GOAL OF THE EXERCISE:
The records that follow are to be given again exactly, with their pictures omitted.
BEGIN
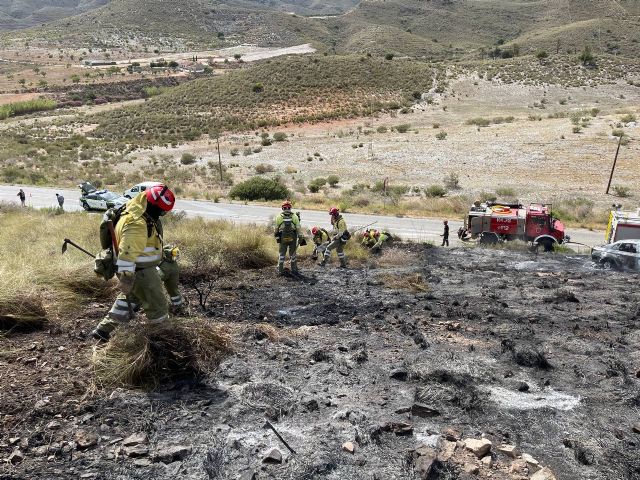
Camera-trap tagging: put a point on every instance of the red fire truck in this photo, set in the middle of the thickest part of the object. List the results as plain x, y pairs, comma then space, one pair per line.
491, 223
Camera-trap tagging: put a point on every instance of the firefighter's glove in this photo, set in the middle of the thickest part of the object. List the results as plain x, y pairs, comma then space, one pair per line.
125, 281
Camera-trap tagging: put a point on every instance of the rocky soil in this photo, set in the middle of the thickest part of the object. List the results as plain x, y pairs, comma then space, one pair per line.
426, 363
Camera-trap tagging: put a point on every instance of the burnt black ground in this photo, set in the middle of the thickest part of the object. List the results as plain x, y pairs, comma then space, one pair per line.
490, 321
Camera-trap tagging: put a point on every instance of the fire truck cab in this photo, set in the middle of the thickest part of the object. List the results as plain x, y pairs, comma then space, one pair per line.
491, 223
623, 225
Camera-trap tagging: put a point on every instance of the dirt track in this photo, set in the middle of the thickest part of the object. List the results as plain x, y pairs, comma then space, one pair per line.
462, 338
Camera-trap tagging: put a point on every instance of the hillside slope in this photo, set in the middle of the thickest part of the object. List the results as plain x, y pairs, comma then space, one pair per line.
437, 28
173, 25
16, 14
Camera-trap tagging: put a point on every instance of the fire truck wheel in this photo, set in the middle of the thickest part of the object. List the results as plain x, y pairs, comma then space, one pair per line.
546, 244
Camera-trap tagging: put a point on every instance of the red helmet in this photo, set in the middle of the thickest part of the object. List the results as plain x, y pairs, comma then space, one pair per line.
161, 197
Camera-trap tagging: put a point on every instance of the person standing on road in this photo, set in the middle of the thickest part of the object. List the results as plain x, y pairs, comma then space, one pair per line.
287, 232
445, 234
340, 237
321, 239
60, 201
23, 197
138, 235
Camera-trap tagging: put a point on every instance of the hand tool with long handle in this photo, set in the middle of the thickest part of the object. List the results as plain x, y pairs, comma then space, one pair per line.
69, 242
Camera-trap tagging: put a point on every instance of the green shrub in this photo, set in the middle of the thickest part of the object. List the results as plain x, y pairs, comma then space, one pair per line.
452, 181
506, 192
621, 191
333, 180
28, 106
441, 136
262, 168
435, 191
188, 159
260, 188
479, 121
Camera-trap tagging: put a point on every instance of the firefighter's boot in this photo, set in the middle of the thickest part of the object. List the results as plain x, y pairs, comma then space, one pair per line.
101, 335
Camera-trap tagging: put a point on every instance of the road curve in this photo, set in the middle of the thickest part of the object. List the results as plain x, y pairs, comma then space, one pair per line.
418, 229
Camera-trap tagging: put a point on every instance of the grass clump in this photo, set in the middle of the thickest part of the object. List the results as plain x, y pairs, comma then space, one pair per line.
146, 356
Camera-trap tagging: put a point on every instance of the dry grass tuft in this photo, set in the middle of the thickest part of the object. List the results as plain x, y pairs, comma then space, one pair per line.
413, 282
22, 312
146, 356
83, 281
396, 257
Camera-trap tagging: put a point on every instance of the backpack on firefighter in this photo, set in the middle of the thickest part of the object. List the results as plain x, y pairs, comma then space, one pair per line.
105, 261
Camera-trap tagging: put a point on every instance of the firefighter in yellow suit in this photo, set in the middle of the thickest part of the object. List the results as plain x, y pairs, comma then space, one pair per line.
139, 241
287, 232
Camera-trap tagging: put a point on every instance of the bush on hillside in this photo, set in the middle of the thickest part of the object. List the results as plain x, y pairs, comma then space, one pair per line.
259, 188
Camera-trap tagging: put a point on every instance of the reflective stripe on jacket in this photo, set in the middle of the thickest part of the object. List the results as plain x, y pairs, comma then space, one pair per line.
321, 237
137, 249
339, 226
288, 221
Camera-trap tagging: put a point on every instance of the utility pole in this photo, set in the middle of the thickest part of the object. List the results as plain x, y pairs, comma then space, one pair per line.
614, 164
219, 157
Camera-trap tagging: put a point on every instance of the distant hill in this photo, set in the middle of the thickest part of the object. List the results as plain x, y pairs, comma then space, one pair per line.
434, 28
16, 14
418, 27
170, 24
END
ANSWER TO THE PROBLEM:
Camera-trap tagging: put a point on every instance of the red fire truck in this photo, set in the middle of the thickest part of the object. List the results as plain x, y pairs, comma then space, one pair per line.
491, 223
Camera-trap tagging: put a point on every instance of the firefighter's glove in this photo, set in the middle of the thickest part of the object. List the results as plain x, y pairs, comma then space, one pair per line.
125, 281
Camera-trap tagging: put a point on every instance of the rocky soil in this photo, set in the middle of the thickest part of the object. List the results as plain x, y pairs, comma then space, one pair per line.
426, 363
Camera-trap tagging: put a point on every instance of the burnt black ground in this photo, set in the middle of the thickest part of the object. List the results as plain x, y pairs, comma then space, one pair per line.
490, 321
Camera-trap tagging: put a point on every instance of the fire truck cab in this photo, set in the middle of the thickest part of the object. List the results as plain x, y pairs, comma then space, one pair per line.
491, 223
623, 225
Camera-trap tagging: put a point on every instance of the dirt track in this photo, set in the middle of the thickest part of the object. List the results as plain x, y pairs, comma then space, one pair per line.
462, 338
Camera-trap tagging: put a point on every instance of the hillside slope in this photo, set in the middle of the thickest part of the object. List the results as plain x, y pairs, comma then space, one pair per line.
437, 28
173, 25
16, 14
Camera-trap tagging: put a point on every instance of the fire truck wheel in this photo, set in the middle of the thickest part of the object. List the results as plain x, y pairs, comma then space, one pair per line.
546, 244
Camera-trap tagging: put a point on every instance of the red helmet in this photo, set in the middle of the thickest part of the object. List the results as plain x, y pairs, comma then space, one pair per line.
161, 197
Camera-trap tagging: put a point on every instance of the person standing on road in this photo, set in the middle of the thickest part of the object. List the results as plain x, y pairs, comma then space, one pair per line.
287, 232
445, 234
340, 237
321, 239
60, 201
23, 197
138, 235
Camera-trap tagging: put a point on every instance of the hand tool with long handle in this photo, set in the middle of the thickest part of the object. List the results as plain x, y pairs, comma then space, one pair per line.
69, 242
Camera-trap tagging: put a point on every instance of the green shrub in this photo, set in the middle of the thickest part of the object. List the results as plain x, y pairs, comma then space, one pair per line.
452, 181
506, 192
621, 191
333, 180
28, 106
441, 136
262, 168
435, 191
188, 159
260, 188
479, 121
Camera-trap tagging: put a point on every instance of the firefighter's boot in this photo, set in the middle of the thickest part of the object. List the results as plain x, y pairs, comma then space, one pair per line.
101, 335
Camera-trap tagging: put a point on every instance of the road curve in this photo, set in the middle of the thickest part of the object. List the results as plain x, y pairs, comma then space, one pair per line.
418, 229
Camera-trap tagging: put a point on every instance of the grass clump in this photo, set in the middle of the thickest part of the object. List the results as plain x, y pairs, comma then space, one pair per line.
146, 356
Camera-trap tagging: put a point on every instance of the dry grass tuft in this photo, set in the middle of the thickest part of the object. List the results as plain x, y pairs, comma then space, one pair per line.
413, 282
22, 312
146, 356
83, 281
396, 257
Camera-trap tagging: put a point on every instance of the backpack on firefighter in this photo, set in the middle of the thickest part of the object. List the results as plain x, y pairs, comma then space, one pair per line.
105, 261
Camera-trap tagging: put a point on every instance of the firefighter in yellow suit in this photo, set in the middle of the thickest part of the object. List the results as plain x, y pairs, comma then space, one pair per line.
139, 241
287, 232
Camera-trap tagging: put a point on every instance of the bush on hillside in this photo, set in the middle of the thickest part of the object. List the results as plain x, y pairs, comma then space, one pair per line.
259, 188
Camera-trap tagging: put a point on every instance of the reflective stripe on jacket in this photo, set in the middle of the thickest part of the object. List the results as plain x, y pairs, comma then space, one pair per line.
321, 237
137, 249
339, 226
288, 221
Camera-trap tagging: put a point on every instance of the utility pole in this photo, set in the middle of the thickest part of the object. List the results as plain x, y pairs, comma then space, one pair per line.
614, 164
219, 157
Camera-trap tagging: put a point on every instance of the distant hill in this photo, set in the middle of the thickest part of the object. List the results as plain x, y pairs, comma then space, one pair per line.
434, 28
16, 14
418, 27
170, 24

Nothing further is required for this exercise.